SOURCE DOCUMENT:
—————
This article analyzes two paintings by the star of the auctions, Francis Bacon.

Francis Bacon traveled extensively in Europe before starting to paint since his homophobic father kicked him out of the house. He painted his first painting “Crucifixion” in 1933. This small format painting was immediately purchased by the collector Sadler, who commissioned the artist to have a portrait based on an x-ray of his head.

Francis Bacon played with the idea of ​​x-rays, experimenting with the transparency of paint. His crucifixion is more evoking of a carcass than of a Christ on the cross.

Francis Bacon mastered the technique of painting even though he was a self-taught artist. This work differs from the famous works of Bacon in the following qualities:

  • small format;
  •  black and white;
  • without a human figure.

And yet all the obsessions by Francis Bacon are already there: death, religion, liquefaction of the body.

Francis Bacon – Crucifixion (1933) 60,5 x 47 cm, Londres

In 1989, Francis Bacon was diagnosed with kidney cancer. His health deteriorated greatly. But the 80s, nevertheless, were the most fertile years of his career. It was an almost Christlike artistic climax.

For the past 10 years, Francis Bacon has sought to simplify his pictorial language and get to the point. His cruel, burning, bloody and dark technique in this period of creativity became richer and more detailed.

The use of spray paint allowed him to create a grainy surface, as if the canvas were covered with gauze. Some critics have interpreted this as a metaphor for his failing eyesight, or a veil of illness about which Francis Bacon had a bad feeling.

Study for a Self-Portrait, Triptych, 1985–86

His palette has also changed. Acid red and neon orange colors on his canvases gave way to gray, blue and cream tones. After creating portraits of his artist friends, Francis Bacon focused on himself in a calm and balanced composition.

His death was caused not so much by illness as by devastating alcoholism. Shortly before this, Bacon’s work was gradually moving away from the paralyzing power of his early paintings, giving way to a more serene vision, detached from the torment that haunted him.
—————
MATERIAL SHOWN:
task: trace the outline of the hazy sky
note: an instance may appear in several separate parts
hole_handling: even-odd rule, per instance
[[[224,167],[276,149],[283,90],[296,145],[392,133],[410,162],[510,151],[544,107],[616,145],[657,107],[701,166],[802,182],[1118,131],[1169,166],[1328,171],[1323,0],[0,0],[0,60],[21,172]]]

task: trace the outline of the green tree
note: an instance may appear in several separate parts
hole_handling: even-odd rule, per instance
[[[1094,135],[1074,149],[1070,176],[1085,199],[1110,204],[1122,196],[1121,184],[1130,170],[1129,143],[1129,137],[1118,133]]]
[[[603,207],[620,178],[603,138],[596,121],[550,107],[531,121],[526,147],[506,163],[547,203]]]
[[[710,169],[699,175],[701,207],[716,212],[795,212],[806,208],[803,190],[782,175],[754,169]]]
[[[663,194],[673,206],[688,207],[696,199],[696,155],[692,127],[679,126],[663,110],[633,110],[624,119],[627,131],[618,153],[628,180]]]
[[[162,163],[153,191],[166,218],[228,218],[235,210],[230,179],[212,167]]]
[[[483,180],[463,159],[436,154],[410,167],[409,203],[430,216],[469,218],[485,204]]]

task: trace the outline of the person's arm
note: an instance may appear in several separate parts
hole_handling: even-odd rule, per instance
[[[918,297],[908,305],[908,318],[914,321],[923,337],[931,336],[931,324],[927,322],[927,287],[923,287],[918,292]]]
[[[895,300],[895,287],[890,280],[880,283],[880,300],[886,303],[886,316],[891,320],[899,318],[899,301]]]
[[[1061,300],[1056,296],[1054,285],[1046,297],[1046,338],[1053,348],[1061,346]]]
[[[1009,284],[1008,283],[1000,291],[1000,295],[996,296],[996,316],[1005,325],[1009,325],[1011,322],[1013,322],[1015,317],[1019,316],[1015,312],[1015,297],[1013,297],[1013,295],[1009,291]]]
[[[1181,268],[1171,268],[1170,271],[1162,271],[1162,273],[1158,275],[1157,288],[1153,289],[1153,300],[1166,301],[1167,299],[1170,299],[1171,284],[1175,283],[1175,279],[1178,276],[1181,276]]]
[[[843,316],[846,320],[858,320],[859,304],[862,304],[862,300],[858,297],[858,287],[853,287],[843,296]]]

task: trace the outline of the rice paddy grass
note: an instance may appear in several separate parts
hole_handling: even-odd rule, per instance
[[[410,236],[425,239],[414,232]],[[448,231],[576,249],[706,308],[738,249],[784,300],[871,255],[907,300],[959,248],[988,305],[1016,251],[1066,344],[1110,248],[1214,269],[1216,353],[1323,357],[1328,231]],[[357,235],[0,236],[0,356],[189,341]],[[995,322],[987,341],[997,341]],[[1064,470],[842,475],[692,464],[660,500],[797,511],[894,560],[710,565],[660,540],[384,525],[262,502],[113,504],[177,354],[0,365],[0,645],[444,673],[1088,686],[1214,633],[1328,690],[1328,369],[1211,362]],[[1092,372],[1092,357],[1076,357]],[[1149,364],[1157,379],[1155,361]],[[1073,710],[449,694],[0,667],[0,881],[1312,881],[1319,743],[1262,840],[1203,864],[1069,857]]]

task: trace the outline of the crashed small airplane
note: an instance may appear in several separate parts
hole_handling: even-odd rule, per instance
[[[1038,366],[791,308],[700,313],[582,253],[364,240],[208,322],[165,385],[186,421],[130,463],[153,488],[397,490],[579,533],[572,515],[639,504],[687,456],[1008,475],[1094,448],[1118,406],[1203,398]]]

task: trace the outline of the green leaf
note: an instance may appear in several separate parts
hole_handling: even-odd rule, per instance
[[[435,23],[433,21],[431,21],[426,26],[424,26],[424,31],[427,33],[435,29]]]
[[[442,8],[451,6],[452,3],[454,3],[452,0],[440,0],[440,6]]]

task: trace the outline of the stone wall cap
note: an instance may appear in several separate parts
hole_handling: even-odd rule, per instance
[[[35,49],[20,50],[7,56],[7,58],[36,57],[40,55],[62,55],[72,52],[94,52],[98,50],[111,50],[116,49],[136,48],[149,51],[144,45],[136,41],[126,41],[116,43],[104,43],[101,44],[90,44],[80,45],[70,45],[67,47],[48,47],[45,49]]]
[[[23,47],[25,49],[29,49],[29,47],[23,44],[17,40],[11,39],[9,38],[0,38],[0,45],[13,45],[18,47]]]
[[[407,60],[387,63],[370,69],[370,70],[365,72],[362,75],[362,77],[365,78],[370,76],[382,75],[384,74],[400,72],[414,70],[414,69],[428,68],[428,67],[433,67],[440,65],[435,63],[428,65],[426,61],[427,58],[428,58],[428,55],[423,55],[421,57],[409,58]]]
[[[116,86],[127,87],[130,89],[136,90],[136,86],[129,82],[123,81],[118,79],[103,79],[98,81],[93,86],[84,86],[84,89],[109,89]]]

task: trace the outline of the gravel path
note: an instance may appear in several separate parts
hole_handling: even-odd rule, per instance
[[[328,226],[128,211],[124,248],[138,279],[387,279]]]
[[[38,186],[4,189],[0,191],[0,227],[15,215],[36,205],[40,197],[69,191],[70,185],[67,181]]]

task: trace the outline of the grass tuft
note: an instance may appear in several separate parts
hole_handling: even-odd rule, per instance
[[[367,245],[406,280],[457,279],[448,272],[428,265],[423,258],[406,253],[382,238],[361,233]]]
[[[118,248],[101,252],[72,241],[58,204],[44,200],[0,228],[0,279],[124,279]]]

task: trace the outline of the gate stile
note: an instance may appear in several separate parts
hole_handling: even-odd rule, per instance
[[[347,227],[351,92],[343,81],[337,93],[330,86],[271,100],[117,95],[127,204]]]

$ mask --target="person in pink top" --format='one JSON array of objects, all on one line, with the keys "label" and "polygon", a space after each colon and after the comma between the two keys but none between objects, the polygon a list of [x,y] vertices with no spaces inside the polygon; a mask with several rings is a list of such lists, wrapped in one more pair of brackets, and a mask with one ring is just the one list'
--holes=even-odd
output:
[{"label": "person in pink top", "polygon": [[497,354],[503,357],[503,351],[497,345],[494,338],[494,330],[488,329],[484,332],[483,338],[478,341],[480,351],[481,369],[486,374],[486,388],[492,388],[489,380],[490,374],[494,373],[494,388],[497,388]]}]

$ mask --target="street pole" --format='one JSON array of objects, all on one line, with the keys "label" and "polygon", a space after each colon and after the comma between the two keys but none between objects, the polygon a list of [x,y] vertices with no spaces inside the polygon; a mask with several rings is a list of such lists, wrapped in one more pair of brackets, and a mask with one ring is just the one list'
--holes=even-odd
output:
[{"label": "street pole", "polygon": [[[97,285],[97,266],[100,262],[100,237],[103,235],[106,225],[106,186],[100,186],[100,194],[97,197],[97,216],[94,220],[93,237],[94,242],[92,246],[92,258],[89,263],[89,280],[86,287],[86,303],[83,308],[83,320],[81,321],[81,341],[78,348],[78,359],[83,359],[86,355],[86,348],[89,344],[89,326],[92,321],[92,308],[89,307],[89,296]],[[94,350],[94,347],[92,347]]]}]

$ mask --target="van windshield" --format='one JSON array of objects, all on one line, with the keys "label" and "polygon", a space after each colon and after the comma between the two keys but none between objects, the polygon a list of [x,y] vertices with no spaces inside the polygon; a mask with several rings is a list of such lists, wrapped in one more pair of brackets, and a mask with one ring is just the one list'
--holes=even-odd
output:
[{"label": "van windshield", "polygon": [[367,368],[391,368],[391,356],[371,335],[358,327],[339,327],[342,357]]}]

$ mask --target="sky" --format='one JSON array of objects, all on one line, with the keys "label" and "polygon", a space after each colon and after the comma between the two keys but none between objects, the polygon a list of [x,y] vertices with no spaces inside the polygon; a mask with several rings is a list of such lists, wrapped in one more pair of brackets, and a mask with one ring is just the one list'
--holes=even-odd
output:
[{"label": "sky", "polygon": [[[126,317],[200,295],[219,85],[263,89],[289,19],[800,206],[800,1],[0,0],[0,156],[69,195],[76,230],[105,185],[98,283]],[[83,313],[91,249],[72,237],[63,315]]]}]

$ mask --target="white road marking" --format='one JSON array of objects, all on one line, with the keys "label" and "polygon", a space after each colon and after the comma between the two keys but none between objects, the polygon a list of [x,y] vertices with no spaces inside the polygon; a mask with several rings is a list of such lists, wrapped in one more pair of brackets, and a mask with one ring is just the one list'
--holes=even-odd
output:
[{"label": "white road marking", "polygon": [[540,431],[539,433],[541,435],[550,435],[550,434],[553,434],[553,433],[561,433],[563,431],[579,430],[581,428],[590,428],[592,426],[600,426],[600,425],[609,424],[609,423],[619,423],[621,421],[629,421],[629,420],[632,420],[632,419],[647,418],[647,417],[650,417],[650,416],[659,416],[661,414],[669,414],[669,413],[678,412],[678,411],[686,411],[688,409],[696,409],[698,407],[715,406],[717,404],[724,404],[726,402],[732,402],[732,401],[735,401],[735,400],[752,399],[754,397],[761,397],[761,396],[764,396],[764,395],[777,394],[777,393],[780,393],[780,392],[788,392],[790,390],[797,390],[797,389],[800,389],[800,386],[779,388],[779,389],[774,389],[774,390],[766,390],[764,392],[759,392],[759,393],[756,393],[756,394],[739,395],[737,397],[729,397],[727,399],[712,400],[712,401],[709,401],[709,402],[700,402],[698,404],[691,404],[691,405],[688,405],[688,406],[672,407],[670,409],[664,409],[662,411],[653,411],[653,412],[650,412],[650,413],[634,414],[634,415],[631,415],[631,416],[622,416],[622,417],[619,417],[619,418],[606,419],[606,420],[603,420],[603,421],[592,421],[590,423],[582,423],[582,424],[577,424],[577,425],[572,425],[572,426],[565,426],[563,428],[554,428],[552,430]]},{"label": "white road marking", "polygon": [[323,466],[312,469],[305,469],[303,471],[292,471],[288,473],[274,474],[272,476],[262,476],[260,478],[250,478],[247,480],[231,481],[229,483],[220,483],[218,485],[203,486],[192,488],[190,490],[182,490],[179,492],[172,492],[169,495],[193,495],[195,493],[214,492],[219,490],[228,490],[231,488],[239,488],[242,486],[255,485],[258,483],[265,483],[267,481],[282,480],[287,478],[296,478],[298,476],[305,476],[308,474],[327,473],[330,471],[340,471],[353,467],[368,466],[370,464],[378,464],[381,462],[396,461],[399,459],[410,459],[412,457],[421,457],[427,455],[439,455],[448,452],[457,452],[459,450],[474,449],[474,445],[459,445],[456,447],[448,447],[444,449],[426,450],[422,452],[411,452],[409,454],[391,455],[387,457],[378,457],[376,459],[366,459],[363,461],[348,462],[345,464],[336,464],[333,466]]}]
—————
EXERCISE DETAILS: In the article on Francis Bacon's paintings, what did the collector who bought "Crucifixion" commission from the artist?

TASK SOLUTION: A portrait based on an x-ray of his head.